• _What is expected_: The response must be made up of the lines in the entries below that contain "aircraft".

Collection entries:
· · · · · · ·
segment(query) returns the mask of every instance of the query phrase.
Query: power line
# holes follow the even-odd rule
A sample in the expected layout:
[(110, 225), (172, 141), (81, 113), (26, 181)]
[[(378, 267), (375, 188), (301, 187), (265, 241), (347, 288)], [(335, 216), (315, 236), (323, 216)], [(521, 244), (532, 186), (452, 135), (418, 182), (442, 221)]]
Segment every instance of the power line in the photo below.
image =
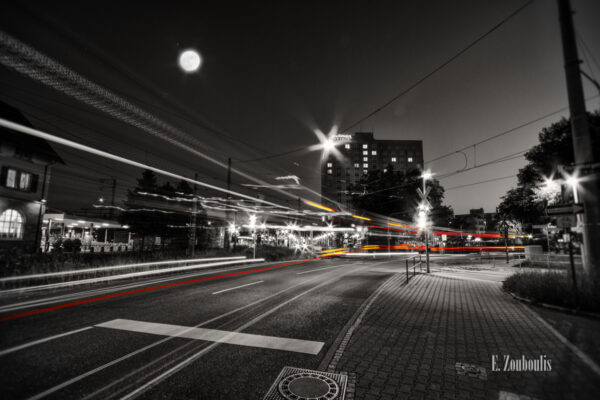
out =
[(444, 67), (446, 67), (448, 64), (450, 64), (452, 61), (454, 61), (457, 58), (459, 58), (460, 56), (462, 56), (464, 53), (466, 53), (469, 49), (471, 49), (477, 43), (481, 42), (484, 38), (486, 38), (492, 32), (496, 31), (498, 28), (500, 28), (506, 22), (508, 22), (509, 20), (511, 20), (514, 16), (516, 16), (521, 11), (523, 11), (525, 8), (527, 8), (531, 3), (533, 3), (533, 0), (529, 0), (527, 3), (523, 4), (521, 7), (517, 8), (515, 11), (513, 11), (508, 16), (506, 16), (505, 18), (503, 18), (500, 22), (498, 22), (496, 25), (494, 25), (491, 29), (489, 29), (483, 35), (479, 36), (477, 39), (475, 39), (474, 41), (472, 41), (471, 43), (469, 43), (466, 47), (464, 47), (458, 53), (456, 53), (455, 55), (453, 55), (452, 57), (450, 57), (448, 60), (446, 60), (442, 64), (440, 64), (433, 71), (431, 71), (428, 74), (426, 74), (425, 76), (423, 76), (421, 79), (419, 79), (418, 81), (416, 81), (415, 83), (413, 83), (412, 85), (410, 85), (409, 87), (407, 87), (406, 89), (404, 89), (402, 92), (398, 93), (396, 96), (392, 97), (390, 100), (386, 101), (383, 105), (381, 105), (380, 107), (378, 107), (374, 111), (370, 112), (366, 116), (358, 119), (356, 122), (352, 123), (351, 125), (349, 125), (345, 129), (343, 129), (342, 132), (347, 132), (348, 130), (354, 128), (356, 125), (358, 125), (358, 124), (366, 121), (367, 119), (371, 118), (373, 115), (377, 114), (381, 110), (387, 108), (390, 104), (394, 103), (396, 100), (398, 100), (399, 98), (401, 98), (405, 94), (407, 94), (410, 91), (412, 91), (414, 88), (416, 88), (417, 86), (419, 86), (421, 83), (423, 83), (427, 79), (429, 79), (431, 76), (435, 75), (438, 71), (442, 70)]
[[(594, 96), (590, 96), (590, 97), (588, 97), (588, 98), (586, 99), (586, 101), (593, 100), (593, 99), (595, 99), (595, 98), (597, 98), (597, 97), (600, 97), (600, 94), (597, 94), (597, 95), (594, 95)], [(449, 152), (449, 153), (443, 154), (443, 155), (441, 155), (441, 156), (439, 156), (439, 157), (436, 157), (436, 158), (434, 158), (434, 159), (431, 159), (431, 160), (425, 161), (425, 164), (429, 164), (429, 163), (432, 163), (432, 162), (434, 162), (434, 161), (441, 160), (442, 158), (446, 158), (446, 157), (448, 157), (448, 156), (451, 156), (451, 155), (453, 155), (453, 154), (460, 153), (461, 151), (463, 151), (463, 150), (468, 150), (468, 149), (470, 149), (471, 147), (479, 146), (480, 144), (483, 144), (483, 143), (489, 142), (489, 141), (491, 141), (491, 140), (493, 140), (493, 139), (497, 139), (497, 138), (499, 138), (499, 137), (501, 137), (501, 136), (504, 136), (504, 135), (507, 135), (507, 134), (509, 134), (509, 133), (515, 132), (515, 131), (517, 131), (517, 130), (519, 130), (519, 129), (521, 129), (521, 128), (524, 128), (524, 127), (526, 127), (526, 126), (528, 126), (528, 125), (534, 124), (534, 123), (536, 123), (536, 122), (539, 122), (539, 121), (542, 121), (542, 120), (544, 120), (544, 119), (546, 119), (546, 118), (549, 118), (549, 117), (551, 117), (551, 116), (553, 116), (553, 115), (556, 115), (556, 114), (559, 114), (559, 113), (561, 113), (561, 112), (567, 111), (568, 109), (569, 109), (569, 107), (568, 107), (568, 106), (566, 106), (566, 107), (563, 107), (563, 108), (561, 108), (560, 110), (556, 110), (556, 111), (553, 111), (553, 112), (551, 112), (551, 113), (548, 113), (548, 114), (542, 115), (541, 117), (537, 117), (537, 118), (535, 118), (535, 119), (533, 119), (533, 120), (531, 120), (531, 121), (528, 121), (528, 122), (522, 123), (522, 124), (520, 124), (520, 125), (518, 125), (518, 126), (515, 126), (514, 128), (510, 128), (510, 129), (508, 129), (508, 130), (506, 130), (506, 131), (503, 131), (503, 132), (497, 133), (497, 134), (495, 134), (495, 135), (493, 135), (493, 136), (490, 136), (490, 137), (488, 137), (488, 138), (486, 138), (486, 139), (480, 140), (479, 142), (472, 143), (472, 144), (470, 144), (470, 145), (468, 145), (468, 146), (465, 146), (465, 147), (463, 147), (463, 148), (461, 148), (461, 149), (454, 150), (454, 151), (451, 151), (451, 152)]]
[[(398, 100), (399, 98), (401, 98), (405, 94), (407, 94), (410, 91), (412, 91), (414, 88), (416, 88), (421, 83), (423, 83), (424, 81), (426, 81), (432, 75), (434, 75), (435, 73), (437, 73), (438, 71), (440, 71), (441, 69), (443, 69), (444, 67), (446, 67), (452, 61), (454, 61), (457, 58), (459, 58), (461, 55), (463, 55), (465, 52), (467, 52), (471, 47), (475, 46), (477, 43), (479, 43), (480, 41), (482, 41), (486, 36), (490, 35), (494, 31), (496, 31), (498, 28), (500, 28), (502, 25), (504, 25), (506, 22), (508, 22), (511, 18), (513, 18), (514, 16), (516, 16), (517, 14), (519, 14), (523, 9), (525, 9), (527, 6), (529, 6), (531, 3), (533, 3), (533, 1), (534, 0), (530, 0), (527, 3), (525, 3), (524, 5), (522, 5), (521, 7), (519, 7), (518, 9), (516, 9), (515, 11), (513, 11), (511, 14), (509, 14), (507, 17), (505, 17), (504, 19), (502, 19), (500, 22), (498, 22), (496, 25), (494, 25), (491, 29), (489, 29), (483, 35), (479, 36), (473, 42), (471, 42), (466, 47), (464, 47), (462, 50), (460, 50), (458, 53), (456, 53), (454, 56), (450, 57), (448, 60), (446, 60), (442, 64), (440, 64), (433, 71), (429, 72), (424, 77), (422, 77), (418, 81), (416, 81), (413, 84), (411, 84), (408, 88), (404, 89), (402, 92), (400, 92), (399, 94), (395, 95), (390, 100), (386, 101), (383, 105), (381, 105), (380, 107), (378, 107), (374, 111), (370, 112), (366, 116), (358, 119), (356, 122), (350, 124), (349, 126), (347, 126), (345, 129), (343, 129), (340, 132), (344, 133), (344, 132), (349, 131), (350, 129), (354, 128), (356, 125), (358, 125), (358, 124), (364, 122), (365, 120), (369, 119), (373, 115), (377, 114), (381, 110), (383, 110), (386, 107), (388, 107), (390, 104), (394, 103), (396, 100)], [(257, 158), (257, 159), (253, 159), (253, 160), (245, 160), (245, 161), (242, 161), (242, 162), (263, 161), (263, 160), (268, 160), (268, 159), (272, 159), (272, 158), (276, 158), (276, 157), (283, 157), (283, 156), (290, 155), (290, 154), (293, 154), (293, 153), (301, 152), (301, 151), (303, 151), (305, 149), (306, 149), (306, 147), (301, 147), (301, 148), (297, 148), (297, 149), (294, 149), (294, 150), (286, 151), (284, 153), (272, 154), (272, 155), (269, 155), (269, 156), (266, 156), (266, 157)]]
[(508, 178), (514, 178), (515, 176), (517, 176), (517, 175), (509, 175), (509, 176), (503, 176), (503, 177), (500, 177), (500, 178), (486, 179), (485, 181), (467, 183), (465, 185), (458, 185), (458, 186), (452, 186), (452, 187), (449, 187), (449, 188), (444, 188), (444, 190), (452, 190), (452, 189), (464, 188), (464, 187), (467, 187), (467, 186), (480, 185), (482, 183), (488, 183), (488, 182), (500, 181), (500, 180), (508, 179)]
· · · · · · ·
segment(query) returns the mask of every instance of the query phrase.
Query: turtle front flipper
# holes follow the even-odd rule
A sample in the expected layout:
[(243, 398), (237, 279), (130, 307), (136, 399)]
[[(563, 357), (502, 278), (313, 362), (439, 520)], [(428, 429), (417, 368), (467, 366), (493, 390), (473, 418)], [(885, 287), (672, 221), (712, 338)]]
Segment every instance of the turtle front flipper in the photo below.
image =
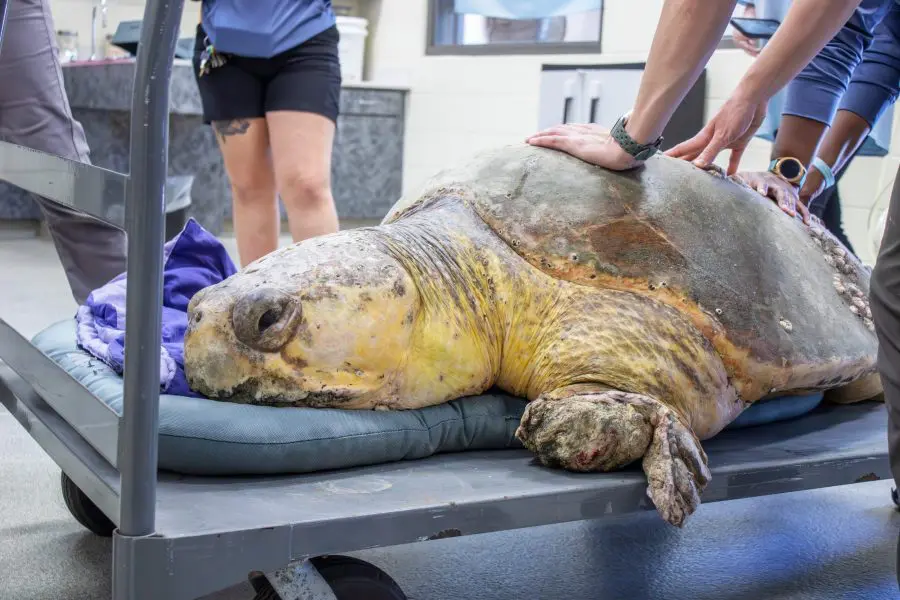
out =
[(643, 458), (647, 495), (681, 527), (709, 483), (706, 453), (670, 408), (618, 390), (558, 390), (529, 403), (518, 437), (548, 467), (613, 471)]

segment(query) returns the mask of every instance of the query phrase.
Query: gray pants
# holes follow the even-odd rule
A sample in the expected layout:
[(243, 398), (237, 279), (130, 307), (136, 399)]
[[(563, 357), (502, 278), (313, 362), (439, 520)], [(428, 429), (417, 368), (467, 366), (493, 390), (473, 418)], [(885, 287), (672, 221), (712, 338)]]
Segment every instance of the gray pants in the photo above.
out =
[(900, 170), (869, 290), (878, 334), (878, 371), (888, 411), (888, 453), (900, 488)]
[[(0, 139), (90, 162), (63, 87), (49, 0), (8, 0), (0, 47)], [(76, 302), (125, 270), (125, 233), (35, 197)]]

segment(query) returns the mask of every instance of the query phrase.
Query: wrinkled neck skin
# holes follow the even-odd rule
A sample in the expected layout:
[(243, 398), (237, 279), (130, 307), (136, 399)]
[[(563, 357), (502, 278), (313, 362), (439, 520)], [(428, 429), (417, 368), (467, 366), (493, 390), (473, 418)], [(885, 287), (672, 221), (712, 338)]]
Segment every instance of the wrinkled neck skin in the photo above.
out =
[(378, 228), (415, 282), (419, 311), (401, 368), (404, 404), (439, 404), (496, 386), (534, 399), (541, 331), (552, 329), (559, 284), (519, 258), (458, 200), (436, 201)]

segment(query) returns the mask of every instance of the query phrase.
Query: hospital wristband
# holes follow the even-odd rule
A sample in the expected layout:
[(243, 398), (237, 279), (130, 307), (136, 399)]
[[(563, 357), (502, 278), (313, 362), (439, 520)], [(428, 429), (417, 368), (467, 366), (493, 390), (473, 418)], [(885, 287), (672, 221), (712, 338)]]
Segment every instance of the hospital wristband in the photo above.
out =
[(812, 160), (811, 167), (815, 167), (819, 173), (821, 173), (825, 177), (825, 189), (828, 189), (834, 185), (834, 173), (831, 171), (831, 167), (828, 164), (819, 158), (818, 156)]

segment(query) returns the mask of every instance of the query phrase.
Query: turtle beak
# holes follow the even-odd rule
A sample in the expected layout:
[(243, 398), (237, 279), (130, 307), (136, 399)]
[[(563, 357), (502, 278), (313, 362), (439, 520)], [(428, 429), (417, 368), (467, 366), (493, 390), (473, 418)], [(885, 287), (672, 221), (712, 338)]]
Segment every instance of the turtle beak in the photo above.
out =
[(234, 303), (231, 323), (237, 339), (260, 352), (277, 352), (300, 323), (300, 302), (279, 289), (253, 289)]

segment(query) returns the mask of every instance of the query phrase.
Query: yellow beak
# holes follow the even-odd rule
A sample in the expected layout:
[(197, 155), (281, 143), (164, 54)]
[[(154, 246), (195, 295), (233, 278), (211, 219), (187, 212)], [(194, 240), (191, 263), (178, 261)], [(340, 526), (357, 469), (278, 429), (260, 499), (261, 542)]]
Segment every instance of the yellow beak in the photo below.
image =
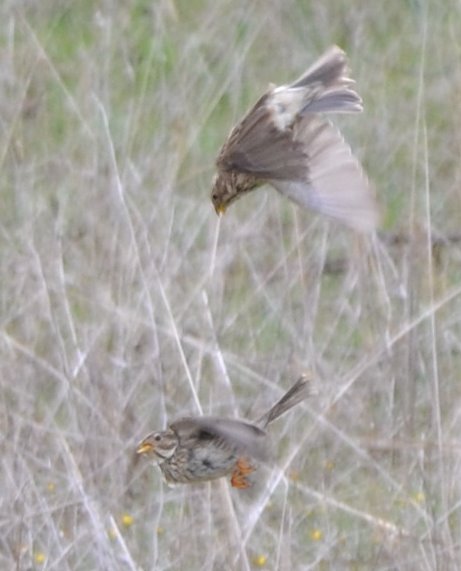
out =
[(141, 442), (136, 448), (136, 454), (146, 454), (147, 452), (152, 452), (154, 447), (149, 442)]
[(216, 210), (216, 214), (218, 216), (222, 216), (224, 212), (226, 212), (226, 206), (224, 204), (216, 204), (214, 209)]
· · · · · · ·
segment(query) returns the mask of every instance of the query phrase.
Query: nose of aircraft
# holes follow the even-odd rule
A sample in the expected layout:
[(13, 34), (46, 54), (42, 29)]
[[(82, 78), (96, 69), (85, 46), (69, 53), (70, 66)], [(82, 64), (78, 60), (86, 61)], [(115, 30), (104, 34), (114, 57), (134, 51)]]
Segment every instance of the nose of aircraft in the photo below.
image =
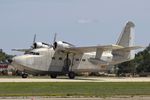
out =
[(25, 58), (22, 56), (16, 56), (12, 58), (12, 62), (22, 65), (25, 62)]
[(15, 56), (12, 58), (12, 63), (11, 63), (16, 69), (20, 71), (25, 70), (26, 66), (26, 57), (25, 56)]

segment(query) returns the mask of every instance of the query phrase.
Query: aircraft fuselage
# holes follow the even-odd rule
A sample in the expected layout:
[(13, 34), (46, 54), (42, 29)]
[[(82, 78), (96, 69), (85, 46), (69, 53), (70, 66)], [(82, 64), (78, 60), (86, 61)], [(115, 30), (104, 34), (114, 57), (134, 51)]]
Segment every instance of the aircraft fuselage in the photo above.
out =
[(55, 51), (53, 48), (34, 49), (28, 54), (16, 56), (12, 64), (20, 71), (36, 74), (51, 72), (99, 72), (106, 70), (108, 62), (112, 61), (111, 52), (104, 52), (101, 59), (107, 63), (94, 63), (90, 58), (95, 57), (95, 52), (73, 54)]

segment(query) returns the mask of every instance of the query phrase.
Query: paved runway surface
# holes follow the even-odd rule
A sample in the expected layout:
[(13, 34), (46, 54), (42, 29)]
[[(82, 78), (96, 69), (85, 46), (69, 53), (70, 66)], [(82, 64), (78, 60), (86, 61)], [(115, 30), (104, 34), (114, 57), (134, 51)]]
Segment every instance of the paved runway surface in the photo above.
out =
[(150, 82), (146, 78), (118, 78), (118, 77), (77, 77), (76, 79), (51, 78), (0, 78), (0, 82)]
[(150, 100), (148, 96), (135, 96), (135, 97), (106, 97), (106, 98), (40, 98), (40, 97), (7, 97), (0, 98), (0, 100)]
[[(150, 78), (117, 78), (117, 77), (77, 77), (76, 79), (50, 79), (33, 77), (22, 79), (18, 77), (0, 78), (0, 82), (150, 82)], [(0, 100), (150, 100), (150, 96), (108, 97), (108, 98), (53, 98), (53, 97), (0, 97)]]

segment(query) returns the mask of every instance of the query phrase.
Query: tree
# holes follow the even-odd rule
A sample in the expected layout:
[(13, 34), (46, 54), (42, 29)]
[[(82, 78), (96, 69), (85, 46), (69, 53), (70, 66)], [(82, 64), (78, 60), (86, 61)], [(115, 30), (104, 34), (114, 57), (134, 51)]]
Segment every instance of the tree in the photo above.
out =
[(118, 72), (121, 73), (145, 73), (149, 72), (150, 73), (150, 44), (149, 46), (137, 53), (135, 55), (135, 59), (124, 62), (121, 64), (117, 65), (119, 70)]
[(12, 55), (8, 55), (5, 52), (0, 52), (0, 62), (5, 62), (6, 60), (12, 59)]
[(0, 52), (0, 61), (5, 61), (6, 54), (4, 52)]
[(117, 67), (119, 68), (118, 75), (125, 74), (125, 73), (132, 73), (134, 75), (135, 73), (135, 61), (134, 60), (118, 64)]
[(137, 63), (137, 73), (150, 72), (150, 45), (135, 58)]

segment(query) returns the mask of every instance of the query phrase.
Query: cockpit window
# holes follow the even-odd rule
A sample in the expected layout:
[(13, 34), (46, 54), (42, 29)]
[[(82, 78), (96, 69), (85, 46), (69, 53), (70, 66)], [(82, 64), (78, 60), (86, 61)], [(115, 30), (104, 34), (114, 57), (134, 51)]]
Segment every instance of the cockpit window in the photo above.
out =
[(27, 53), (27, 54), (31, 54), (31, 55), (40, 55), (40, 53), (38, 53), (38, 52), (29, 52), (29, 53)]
· · · · · · ·
• _Reply to the task_:
Query: nose of aircraft
Segment every instance of the nose of aircraft in the photo below.
Query: aircraft fuselage
Segment every instance of the aircraft fuselage in the photo above.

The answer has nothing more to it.